— What is needed —
Only lines containing the string "below" belong in the answer; copy all of them from the entries.

— Extracted records —

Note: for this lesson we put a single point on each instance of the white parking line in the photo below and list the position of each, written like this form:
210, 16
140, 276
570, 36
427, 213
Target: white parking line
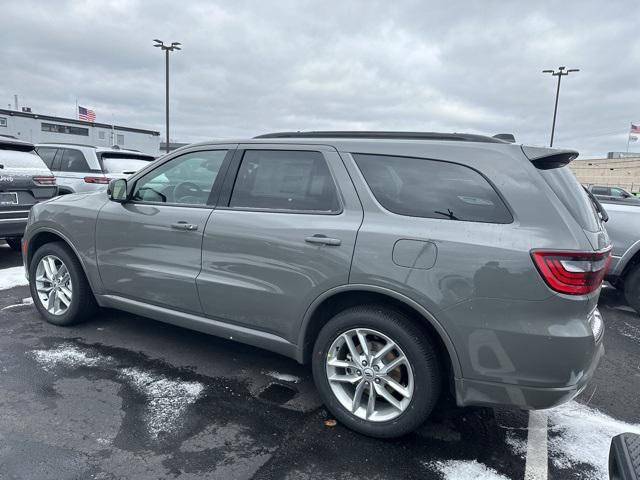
536, 466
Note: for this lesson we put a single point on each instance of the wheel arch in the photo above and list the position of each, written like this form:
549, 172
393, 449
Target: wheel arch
46, 235
346, 296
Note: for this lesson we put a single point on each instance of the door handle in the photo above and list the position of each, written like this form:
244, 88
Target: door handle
319, 239
184, 226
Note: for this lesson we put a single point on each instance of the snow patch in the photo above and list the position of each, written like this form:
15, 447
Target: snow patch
285, 377
69, 356
579, 435
12, 277
167, 399
465, 470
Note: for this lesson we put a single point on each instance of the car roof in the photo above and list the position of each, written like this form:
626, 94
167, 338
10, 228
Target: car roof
92, 147
10, 143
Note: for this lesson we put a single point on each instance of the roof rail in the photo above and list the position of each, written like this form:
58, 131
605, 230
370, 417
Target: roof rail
67, 143
465, 137
8, 143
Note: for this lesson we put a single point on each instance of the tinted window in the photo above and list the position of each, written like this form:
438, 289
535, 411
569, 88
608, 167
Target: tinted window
567, 188
47, 155
187, 179
284, 180
431, 189
73, 161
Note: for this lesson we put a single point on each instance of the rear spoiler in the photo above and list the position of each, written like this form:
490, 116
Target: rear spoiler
546, 158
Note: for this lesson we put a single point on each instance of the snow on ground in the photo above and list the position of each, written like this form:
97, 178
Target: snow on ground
167, 399
69, 356
12, 277
465, 470
285, 377
579, 435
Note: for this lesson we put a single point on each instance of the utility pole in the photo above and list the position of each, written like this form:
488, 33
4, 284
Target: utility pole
562, 71
167, 49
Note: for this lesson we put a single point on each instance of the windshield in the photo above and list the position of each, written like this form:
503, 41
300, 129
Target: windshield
566, 186
12, 159
129, 164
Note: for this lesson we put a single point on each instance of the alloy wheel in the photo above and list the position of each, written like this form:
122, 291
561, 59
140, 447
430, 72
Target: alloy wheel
53, 284
369, 375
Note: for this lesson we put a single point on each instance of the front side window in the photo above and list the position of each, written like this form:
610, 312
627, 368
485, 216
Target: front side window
74, 161
432, 189
185, 180
285, 180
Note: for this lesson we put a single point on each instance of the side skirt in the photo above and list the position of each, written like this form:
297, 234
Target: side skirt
256, 338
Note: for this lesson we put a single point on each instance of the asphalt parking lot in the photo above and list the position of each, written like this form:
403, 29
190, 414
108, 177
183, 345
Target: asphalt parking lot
127, 397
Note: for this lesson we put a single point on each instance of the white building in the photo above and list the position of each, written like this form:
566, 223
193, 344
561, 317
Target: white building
37, 128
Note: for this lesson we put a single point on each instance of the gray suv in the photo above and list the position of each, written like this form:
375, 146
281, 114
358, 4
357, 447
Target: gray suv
398, 264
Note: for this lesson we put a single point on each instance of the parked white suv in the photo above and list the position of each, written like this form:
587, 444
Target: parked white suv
82, 168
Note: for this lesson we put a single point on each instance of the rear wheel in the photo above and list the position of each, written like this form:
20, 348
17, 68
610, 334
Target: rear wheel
59, 287
631, 288
376, 371
14, 243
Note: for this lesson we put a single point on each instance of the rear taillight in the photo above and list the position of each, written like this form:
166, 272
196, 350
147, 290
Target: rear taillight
574, 273
44, 180
101, 180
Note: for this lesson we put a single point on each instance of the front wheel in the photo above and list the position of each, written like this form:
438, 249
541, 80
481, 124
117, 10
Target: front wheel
59, 288
377, 371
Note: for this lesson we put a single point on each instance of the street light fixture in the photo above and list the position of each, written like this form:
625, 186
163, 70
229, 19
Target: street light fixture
167, 49
562, 71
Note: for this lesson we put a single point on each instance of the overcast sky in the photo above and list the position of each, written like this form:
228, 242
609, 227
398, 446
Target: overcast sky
253, 67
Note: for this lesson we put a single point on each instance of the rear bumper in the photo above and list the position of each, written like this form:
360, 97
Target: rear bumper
476, 392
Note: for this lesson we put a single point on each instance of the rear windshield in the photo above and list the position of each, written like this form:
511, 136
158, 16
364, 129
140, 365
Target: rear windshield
432, 189
566, 186
124, 164
12, 159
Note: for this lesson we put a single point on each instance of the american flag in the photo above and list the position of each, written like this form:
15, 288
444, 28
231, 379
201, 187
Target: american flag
86, 114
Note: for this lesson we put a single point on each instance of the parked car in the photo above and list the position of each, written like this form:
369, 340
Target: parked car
84, 168
398, 264
613, 194
24, 181
623, 227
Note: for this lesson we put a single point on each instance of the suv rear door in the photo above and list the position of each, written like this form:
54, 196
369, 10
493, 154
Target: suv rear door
282, 234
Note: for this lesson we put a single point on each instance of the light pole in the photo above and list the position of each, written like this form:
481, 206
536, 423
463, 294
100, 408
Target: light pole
560, 73
167, 49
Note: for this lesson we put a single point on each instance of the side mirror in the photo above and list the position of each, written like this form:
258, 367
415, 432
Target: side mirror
117, 190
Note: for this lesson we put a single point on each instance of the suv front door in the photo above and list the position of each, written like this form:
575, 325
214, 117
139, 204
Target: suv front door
149, 248
283, 236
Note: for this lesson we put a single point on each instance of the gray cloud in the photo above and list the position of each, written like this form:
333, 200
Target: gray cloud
253, 67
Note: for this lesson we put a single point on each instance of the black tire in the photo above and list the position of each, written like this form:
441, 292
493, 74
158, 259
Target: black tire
14, 243
417, 346
631, 288
83, 304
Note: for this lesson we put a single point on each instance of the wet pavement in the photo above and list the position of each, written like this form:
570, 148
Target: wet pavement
127, 397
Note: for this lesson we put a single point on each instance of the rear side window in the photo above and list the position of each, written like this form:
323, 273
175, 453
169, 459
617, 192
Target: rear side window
47, 155
567, 188
285, 180
432, 189
73, 161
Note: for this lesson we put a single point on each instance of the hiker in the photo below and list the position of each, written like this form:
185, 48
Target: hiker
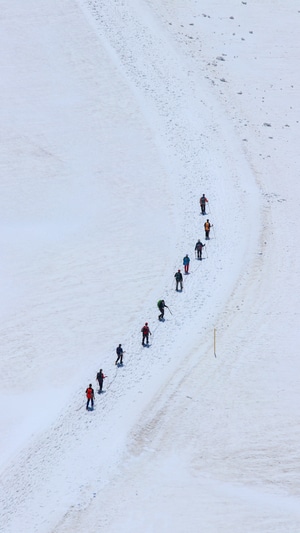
198, 249
203, 201
119, 352
207, 226
186, 263
179, 278
146, 332
100, 377
90, 396
161, 306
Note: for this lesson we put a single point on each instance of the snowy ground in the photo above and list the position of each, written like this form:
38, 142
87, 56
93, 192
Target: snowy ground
115, 117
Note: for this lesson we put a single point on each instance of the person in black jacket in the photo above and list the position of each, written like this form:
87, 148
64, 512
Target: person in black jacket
100, 377
198, 249
119, 352
179, 278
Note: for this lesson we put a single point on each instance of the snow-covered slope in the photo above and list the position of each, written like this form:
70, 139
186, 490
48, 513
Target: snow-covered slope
116, 117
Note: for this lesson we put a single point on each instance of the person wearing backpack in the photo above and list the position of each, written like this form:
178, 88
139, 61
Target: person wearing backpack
119, 352
100, 377
186, 263
90, 396
178, 277
207, 226
198, 249
146, 332
161, 306
203, 201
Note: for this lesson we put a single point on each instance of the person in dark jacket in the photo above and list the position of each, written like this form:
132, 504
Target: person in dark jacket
203, 201
146, 332
178, 277
207, 226
90, 396
100, 377
161, 304
198, 248
119, 352
186, 263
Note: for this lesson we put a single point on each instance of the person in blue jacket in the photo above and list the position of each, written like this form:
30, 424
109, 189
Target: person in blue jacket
186, 263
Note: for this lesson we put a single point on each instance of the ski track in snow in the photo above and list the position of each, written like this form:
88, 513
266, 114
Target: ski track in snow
68, 474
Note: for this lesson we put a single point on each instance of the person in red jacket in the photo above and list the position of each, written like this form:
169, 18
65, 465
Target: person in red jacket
207, 226
146, 332
203, 201
90, 396
100, 377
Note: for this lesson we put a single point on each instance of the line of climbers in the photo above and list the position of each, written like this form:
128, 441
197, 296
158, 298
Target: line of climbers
160, 304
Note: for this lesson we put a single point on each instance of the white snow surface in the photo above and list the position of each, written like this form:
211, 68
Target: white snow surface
116, 116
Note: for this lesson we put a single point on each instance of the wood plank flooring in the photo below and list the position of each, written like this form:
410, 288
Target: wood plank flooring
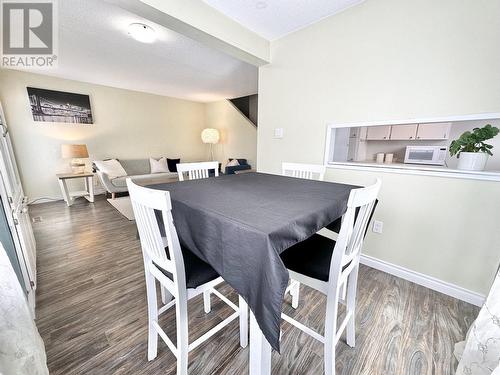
92, 314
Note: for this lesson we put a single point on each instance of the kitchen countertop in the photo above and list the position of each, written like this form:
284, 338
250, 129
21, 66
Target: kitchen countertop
422, 169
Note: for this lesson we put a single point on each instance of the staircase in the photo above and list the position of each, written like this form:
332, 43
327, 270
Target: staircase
247, 106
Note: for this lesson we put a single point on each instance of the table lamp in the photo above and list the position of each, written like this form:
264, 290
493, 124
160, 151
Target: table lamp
210, 136
76, 153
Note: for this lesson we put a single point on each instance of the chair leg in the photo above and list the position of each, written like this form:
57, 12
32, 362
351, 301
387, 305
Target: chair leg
295, 292
166, 296
330, 332
243, 322
352, 282
182, 335
206, 301
153, 316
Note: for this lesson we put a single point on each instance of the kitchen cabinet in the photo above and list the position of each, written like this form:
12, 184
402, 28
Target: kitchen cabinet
358, 132
378, 133
404, 132
434, 131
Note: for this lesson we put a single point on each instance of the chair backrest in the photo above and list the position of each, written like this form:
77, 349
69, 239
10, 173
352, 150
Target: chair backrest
196, 171
307, 171
144, 203
347, 250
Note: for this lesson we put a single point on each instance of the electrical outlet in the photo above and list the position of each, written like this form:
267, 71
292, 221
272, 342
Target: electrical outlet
378, 226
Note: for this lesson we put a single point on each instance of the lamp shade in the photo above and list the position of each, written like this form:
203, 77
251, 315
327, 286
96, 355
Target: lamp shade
74, 151
210, 135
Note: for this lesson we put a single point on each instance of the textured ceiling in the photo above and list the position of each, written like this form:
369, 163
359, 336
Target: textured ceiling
94, 47
273, 19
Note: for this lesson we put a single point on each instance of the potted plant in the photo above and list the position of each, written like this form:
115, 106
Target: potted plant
471, 151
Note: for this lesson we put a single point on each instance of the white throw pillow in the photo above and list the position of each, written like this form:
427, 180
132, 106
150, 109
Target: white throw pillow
233, 163
112, 168
158, 166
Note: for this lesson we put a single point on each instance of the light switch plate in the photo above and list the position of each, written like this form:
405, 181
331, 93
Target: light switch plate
378, 226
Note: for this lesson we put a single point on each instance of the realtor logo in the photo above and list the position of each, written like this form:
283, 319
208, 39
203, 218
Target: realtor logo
29, 33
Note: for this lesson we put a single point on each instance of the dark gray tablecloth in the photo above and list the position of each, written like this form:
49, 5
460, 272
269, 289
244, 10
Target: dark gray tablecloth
239, 224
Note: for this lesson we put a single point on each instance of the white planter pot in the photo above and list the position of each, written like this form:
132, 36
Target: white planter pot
472, 161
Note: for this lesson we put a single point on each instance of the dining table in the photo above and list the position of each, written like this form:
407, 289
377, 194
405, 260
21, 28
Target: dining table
239, 224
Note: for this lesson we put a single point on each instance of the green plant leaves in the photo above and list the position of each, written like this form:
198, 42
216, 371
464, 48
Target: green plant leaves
474, 141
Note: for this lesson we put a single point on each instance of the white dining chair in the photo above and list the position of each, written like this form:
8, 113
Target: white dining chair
196, 171
327, 265
178, 270
308, 171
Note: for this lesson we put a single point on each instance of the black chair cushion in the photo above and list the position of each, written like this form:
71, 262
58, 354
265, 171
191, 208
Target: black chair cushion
310, 257
197, 271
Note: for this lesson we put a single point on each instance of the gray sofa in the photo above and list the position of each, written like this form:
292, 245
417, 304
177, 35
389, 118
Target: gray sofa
137, 169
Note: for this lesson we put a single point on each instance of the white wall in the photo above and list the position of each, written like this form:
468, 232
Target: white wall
395, 59
238, 134
127, 125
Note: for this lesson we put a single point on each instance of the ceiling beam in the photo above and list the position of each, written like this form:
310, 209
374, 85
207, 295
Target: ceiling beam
199, 21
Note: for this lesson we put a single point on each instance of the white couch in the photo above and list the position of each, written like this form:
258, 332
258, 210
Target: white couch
137, 169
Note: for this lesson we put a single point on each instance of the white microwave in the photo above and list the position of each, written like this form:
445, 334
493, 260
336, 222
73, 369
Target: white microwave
433, 155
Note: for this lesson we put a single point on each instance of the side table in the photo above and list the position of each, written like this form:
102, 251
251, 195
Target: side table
69, 196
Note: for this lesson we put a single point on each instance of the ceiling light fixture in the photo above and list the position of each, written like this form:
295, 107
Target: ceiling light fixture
142, 33
261, 4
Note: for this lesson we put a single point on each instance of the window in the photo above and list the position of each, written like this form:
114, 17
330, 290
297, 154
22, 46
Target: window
416, 144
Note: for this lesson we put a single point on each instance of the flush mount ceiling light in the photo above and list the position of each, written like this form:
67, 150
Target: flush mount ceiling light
142, 33
261, 4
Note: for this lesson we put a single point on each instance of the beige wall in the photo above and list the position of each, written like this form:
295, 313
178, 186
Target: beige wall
238, 134
395, 59
127, 125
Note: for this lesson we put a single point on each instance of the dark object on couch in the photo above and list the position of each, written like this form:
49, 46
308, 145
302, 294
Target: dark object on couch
242, 167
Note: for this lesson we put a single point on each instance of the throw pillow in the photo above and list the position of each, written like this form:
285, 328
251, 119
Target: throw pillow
232, 163
111, 167
172, 164
158, 166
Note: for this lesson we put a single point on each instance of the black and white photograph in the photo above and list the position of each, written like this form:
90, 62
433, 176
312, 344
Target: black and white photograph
59, 106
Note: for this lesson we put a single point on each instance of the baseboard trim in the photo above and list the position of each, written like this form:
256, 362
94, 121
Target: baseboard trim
424, 280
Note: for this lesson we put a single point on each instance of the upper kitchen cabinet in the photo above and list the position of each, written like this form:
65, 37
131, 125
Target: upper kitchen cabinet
378, 132
358, 132
434, 131
404, 132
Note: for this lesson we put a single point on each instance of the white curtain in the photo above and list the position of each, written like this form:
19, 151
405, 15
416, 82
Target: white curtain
481, 354
21, 348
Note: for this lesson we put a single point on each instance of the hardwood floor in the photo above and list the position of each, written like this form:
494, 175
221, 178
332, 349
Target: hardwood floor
92, 313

— Answer to this task —
Note: for this lesson we put a single point on each instance of the white parking line in the photo below and list the position of each, written like this form:
Note: for this lesson we put a single point on each instance of the hiker in the photo below and list the position of each, written like this form:
Note: for this lesson we put a single point on each instance of the wood plank flooring in the photo below and list the position of each, written like this form:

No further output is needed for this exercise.